[Records drawn from a dataset]
· · · · · · ·

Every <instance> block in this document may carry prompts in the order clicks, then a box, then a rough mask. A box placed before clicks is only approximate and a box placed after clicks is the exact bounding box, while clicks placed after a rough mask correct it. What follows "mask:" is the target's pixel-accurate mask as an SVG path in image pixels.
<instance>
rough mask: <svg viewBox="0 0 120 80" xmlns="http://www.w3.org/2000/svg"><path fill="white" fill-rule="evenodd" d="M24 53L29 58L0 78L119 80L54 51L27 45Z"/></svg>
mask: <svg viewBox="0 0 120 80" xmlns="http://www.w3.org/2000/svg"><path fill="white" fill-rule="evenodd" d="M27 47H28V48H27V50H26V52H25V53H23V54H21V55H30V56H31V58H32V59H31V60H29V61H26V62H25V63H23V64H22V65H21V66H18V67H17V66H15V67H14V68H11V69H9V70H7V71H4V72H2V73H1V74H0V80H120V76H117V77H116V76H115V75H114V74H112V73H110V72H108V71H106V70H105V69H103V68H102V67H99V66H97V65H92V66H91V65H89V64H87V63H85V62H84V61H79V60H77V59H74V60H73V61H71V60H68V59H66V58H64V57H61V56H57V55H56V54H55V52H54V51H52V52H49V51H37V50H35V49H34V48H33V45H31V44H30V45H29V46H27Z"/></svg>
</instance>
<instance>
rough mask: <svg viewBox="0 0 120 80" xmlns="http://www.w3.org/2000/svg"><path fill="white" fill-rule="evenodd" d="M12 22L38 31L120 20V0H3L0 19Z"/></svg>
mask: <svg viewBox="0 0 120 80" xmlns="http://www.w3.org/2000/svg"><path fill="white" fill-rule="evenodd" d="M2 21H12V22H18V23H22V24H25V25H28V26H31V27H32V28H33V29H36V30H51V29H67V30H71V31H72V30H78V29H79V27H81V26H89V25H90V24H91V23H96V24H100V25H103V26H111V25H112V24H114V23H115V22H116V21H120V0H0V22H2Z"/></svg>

· · · · · · ·

- PROBLEM STATEMENT
Copy out, character for character, the stretch of the records from the line containing "</instance>" through the end of the records.

- EXERCISE ANSWER
</instance>
<instance>
rough mask: <svg viewBox="0 0 120 80" xmlns="http://www.w3.org/2000/svg"><path fill="white" fill-rule="evenodd" d="M12 22L38 31L120 20V0H3L0 19Z"/></svg>
mask: <svg viewBox="0 0 120 80" xmlns="http://www.w3.org/2000/svg"><path fill="white" fill-rule="evenodd" d="M2 21H12V22H18V23H22V24H25V25H28V26H31V27H32V28H33V29H36V30H51V29H67V30H71V31H72V30H78V29H79V27H81V26H89V25H90V24H91V23H96V24H100V25H103V26H111V25H112V24H114V23H115V22H116V21H120V0H0V22H2Z"/></svg>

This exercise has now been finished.